[EXERCISE PROMPT] Each entry below should be retyped exactly as given.

[DATA RECORDS]
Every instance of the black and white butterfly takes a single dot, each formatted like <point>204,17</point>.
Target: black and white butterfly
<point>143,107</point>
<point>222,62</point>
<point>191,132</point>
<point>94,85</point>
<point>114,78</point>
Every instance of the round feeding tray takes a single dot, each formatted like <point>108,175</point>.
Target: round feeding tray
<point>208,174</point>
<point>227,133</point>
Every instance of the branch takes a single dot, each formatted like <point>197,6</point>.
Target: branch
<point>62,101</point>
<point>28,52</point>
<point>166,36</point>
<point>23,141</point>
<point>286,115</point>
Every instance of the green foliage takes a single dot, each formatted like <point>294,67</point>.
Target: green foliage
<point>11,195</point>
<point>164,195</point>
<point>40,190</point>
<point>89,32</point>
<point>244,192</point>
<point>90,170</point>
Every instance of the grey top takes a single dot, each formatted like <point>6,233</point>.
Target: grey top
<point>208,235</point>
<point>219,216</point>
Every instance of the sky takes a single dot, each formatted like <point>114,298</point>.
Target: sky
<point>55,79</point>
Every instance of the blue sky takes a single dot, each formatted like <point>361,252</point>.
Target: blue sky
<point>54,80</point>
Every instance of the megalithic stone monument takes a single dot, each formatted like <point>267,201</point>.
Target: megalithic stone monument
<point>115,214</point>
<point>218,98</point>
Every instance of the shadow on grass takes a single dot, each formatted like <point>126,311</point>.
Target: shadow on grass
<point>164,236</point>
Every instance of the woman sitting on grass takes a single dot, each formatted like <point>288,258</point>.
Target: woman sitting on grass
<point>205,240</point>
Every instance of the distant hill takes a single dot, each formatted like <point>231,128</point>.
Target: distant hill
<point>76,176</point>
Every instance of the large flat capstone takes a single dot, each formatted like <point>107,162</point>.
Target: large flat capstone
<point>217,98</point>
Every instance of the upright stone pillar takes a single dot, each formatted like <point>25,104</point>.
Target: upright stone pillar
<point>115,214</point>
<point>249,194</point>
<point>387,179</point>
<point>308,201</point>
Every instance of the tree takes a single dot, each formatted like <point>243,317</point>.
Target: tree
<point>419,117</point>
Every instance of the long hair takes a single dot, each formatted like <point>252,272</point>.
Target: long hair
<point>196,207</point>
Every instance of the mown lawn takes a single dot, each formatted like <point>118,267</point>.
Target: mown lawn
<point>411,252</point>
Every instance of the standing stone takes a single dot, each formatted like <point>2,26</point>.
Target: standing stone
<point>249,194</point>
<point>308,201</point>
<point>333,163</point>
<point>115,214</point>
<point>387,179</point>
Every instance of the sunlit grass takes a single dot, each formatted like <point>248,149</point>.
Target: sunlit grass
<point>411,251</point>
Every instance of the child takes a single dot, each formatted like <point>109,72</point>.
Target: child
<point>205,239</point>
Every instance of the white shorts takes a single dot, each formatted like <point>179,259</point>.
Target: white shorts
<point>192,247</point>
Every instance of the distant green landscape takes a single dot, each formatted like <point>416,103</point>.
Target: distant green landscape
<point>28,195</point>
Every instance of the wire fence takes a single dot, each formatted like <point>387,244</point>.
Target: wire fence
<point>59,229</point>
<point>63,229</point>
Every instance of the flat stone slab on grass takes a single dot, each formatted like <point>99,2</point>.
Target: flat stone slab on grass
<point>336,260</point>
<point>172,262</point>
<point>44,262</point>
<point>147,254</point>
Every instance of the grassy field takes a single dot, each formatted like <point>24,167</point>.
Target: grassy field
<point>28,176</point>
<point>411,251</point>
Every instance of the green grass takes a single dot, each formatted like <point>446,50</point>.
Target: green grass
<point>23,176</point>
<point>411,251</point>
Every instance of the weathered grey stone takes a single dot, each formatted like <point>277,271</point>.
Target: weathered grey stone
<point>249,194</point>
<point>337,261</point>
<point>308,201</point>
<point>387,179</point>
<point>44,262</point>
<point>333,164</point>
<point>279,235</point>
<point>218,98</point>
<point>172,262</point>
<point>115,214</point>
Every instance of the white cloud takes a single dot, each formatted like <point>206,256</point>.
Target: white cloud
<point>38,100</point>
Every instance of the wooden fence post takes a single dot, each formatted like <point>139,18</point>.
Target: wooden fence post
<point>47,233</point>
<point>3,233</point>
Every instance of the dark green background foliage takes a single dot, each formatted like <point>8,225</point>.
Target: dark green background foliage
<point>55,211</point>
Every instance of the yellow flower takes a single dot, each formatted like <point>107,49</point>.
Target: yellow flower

[RESPONSE BOX]
Every instance of the black and white butterfly takes a single dot, each formatted like <point>204,17</point>.
Target: black and white butterfly
<point>143,107</point>
<point>222,62</point>
<point>191,132</point>
<point>94,85</point>
<point>114,78</point>
Every instance of the round feeding tray takes a single dot, each formatted like <point>108,175</point>.
Target: round feeding tray
<point>208,174</point>
<point>227,133</point>
Every instance of the branch takes a single dot, each formatted like <point>197,6</point>.
Target: branch
<point>62,101</point>
<point>28,52</point>
<point>166,36</point>
<point>23,141</point>
<point>286,115</point>
Every instance of the green foliage takes a single dot, each formatted like <point>294,67</point>.
Target: green foliage
<point>11,195</point>
<point>164,195</point>
<point>40,190</point>
<point>89,32</point>
<point>244,192</point>
<point>90,170</point>
Every instance of the grey top takes a single dot, each formatted like <point>6,233</point>.
Target: grey top
<point>208,235</point>
<point>219,216</point>
Every instance of the sky takes a single dot, each formatted like <point>114,298</point>.
Target: sky
<point>55,79</point>
Every instance of the blue sky takes a single dot, each formatted like <point>361,252</point>.
Target: blue sky
<point>54,80</point>
Every instance of the megalithic stone monument takes a single dot, each formatted like <point>267,201</point>.
Target: megalithic stone monument
<point>115,214</point>
<point>218,98</point>
Every instance of the shadow on grass takes a single dot, each formatted like <point>126,311</point>.
Target: shadow on grass
<point>164,236</point>
Every instance of the woman sitting on grass takes a single dot, each formatted like <point>288,258</point>.
Target: woman sitting on grass
<point>205,240</point>
Every instance of the distant hill takes a single dot, each formatted like <point>231,128</point>.
Target: distant hill
<point>76,176</point>
Every instance of the large flat capstone takes a single dot, each formatted like <point>107,162</point>.
Target: large flat capstone
<point>217,98</point>
Every instance of the upright stone pillar takes a single dot, each formatted like <point>25,104</point>.
Target: upright stone pillar
<point>115,214</point>
<point>249,194</point>
<point>387,179</point>
<point>308,201</point>
Every instance of the tree takes a single dot, each formatted like <point>243,317</point>.
Target: tree
<point>419,117</point>
Every instance of the long hair takes a single dot, each formatted like <point>252,272</point>.
Target: long hair
<point>196,207</point>
Every instance of the mown lawn takes a single dot, each formatted like <point>118,267</point>.
Target: mown lawn
<point>411,252</point>
Every instance of the standing stone takes a single dot, each formatted like <point>2,26</point>.
Target: standing stone
<point>249,194</point>
<point>308,201</point>
<point>333,163</point>
<point>115,214</point>
<point>387,179</point>
Every instance of the sunlit grass takes a single dot, each formatted like <point>248,149</point>.
Target: sunlit grass
<point>411,251</point>
Every instance of the child takes a single dot, each formatted like <point>109,72</point>.
Target: child
<point>205,239</point>
Every instance of the white shorts takes a single dot, each formatted like <point>179,259</point>.
Target: white shorts
<point>192,247</point>
Every instance of the distant green landscape takes a single dot, each formatted like <point>416,103</point>.
Target: distant green landscape
<point>28,195</point>
Every instance of the wire fence takes a single dot, each formatted like <point>387,244</point>.
Target: wire fence
<point>59,229</point>
<point>63,229</point>
Every instance of the flat stone slab on grass takes a single dot, each formatted like <point>99,2</point>.
Target: flat stone slab on grass
<point>336,260</point>
<point>172,262</point>
<point>44,262</point>
<point>147,254</point>
Every instance of the grassy field takes a single dot, each formatted like <point>24,167</point>.
Target: grassy field
<point>28,176</point>
<point>411,251</point>
Every instance of the green grass takes a single dot, each formatted like <point>446,50</point>.
Target: green grass
<point>23,176</point>
<point>411,251</point>
Every instance of the weathered grey stone takes a single dot, each formatted like <point>277,271</point>.
Target: weathered grey stone
<point>249,194</point>
<point>337,261</point>
<point>308,201</point>
<point>387,179</point>
<point>44,262</point>
<point>333,164</point>
<point>279,235</point>
<point>218,98</point>
<point>172,262</point>
<point>115,214</point>
Every instance of the white cloud takes a single dot, each formatted like <point>206,256</point>.
Target: white cloud
<point>38,100</point>
Every instance of the wooden fence post takes a single dot, each formatted like <point>139,18</point>.
Target: wooden fence post
<point>47,233</point>
<point>3,233</point>
Every instance of the dark green background foliage takes a single dot, each formatted like <point>8,225</point>.
Target: dark green background foliage
<point>55,211</point>
Every instance of the yellow flower takes a single dot, each formatted like <point>107,49</point>.
Target: yellow flower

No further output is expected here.